## Stated task 1
Shift every coordinate in the answers by adding 71, then write out the rows from their start through the line containing "point(368, 86)", with the requests included and both ends counted. Leave the picture out.

## Text passage
____

[FOM] Eliminability of AC

Robert M. Solovay solovay at Math.Berkeley.EDU
Sun Mar 30 05:28:00 EDT 2008


I believe the original proofs of Ax and Kochen of their results 
concedrning p-adic fields used the theory of ultraproducts in a way that 
required GCH. Since the results obtained were arithmetic, one could then 
invoke the Kreisel remark to disentangle their results from GCH.

I don't recall at this late date whether Ax and Kochen made this 
observation themselves.

 	--Bob Solovay


On Sat, 29 Mar 2008, John Baldwin wrote:

> JOe asked for examples of theorems proved using absoluteless and then
> later the absoluteness was removed.
>
> ONe example is the proof that the independence property for n-ary formulas
> is equivalent to the independence property for 1-ary formulas. Shelah
> proved this by absoluteness and Laskowski gave a direct ZFC proof.
>
> I think there was similar example by Keisler in the 60's (eliminating gch)
> but I don't recall the exact statement. Perhaps this will jog someone's
> mind.

____

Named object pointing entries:
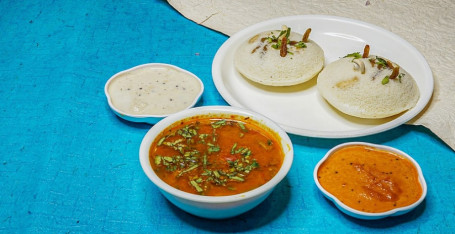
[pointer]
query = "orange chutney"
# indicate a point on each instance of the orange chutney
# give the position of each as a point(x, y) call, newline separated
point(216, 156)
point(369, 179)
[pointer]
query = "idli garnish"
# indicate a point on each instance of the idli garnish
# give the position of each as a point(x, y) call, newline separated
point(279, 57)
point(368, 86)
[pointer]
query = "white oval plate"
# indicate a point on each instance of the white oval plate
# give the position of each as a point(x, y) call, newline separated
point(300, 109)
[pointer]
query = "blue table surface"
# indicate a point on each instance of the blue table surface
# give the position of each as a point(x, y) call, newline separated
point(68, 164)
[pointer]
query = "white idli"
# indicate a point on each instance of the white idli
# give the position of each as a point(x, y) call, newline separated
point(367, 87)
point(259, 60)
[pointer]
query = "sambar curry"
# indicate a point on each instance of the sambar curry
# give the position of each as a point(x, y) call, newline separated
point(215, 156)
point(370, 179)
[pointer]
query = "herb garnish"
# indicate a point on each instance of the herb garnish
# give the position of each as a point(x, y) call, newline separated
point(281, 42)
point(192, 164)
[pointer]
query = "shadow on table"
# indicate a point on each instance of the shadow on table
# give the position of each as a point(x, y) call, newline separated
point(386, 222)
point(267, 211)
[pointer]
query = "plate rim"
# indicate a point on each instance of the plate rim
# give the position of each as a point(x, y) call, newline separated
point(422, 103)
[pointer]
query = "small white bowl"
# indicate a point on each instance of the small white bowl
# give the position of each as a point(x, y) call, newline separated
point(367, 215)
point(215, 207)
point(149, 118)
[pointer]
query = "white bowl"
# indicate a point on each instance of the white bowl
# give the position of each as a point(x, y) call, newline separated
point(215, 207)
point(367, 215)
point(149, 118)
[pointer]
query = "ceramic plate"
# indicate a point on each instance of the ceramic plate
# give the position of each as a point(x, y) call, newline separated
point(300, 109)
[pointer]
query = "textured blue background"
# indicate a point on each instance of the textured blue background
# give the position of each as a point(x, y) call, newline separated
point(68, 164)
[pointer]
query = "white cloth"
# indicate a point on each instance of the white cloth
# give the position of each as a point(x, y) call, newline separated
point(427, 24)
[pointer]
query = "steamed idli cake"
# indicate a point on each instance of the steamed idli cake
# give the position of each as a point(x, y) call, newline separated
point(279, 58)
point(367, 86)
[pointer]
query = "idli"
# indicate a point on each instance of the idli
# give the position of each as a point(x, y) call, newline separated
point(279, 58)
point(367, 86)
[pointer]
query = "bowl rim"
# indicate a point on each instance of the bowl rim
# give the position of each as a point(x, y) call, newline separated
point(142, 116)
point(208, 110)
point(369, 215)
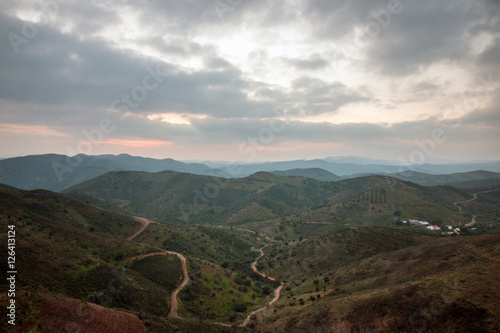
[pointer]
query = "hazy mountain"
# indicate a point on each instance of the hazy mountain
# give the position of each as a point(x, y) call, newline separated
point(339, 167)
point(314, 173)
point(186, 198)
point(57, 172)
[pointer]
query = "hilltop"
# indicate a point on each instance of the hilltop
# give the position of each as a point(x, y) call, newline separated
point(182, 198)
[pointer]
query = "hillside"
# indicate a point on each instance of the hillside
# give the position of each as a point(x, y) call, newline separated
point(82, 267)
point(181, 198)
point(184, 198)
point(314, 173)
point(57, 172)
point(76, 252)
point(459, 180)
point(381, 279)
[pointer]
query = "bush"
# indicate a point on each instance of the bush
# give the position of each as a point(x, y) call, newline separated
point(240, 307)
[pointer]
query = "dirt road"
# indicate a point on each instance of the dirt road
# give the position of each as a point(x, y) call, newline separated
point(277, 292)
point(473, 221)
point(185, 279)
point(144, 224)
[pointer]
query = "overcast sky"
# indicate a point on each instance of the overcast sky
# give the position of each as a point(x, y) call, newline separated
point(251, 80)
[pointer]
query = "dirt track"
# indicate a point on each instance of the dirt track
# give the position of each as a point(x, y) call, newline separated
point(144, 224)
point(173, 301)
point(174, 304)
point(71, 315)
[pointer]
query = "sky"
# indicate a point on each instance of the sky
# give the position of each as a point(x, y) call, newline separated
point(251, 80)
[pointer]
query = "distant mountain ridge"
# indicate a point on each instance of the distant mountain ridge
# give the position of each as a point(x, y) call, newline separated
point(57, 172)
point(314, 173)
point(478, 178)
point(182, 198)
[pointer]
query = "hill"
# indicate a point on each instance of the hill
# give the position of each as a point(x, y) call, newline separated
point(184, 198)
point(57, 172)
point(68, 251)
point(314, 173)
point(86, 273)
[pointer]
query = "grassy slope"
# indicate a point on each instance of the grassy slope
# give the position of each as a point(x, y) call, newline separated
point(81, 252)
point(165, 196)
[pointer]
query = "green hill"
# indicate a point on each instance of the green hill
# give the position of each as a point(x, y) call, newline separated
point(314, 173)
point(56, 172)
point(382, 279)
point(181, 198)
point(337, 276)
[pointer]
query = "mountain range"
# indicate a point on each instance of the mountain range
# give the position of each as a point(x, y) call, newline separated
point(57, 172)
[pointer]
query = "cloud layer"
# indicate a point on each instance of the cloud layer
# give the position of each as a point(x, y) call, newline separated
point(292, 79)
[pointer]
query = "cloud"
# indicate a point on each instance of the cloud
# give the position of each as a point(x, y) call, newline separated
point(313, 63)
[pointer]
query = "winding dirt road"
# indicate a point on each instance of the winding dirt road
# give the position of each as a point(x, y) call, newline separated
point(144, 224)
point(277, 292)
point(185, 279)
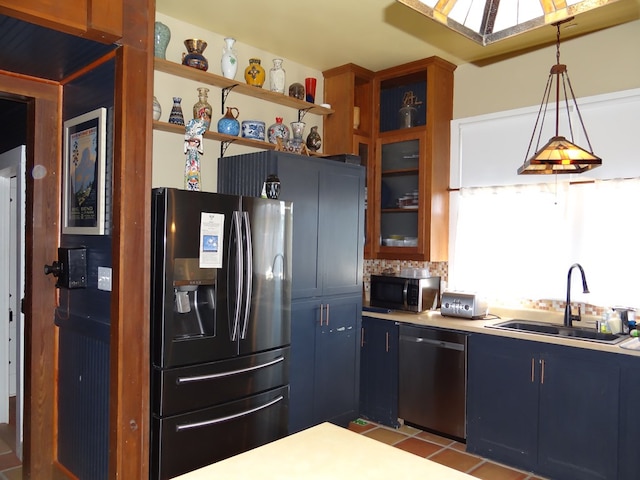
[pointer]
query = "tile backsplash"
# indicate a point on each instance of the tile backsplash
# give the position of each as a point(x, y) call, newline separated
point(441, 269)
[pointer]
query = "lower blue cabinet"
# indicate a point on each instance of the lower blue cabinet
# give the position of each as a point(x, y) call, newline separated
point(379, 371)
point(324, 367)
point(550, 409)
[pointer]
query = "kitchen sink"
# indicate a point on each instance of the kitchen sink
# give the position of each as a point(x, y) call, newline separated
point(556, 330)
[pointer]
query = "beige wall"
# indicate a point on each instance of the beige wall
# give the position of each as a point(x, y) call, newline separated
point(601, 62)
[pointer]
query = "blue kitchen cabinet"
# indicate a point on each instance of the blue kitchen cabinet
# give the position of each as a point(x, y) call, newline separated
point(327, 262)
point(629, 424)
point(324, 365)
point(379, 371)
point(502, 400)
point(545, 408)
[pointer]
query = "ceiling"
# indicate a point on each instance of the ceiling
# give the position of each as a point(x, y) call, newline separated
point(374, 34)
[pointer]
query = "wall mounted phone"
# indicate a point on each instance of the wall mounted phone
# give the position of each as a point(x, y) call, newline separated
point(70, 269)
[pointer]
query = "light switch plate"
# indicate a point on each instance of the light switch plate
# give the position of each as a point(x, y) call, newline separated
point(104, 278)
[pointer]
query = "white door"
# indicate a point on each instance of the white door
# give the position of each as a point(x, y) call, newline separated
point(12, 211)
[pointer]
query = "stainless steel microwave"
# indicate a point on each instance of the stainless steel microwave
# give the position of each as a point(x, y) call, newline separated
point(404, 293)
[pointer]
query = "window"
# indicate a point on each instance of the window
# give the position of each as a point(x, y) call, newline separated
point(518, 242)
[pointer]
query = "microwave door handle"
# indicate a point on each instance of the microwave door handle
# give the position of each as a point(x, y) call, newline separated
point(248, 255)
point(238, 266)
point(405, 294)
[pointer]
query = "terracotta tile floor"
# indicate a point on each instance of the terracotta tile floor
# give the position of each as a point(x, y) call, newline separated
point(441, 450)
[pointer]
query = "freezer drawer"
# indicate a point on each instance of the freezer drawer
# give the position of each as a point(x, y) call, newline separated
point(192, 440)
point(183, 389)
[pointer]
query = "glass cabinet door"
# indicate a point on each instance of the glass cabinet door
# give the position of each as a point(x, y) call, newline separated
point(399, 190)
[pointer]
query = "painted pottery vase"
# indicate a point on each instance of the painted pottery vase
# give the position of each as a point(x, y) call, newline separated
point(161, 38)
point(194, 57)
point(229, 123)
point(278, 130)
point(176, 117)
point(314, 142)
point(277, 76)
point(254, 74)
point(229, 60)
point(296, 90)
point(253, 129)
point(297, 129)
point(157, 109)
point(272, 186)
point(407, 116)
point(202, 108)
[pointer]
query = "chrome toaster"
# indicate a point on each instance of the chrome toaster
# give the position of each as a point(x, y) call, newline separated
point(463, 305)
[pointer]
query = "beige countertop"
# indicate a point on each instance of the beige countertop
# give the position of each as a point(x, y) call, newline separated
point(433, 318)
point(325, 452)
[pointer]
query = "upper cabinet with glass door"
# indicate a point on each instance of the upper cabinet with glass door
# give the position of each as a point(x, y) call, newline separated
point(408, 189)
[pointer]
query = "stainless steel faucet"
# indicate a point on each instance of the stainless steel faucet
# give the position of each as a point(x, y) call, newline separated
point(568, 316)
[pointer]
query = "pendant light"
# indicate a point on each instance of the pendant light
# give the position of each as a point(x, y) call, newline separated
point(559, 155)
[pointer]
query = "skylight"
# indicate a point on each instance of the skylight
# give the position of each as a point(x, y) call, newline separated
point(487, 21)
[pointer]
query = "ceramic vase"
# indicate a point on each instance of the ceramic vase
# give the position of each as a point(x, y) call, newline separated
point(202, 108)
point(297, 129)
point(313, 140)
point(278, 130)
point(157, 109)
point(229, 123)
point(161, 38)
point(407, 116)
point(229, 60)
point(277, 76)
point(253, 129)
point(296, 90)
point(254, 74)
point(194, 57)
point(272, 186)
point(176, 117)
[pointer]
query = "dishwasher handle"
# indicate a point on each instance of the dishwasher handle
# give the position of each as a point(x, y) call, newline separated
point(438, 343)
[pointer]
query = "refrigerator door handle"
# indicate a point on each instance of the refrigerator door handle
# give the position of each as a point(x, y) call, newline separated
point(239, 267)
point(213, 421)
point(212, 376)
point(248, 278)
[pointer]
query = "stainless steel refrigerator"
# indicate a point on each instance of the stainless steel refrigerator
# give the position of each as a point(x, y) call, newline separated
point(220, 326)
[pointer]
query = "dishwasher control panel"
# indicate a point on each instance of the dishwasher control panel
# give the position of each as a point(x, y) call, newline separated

____

## Stated task 2
Output the part of the post on the eliminability of AC from "I believe the" to "observation themselves." word for word.

## Result 1
[pointer]
query = "orange chutney"
# indicate a point on each instance of the orange chutney
# give the position of each as a point(x, y) call, newline separated
point(287, 227)
point(440, 250)
[pointer]
query = "idli garnish"
# indicate a point on each instance of the idli garnish
# give the position of each as a point(x, y) call, newline separated
point(350, 128)
point(439, 157)

## Result 2
I believe the original proofs of Ax and Kochen of their results 
concedrning p-adic fields used the theory of ultraproducts in a way that 
required GCH. Since the results obtained were arithmetic, one could then 
invoke the Kreisel remark to disentangle their results from GCH.

I don't recall at this late date whether Ax and Kochen made this 
observation themselves.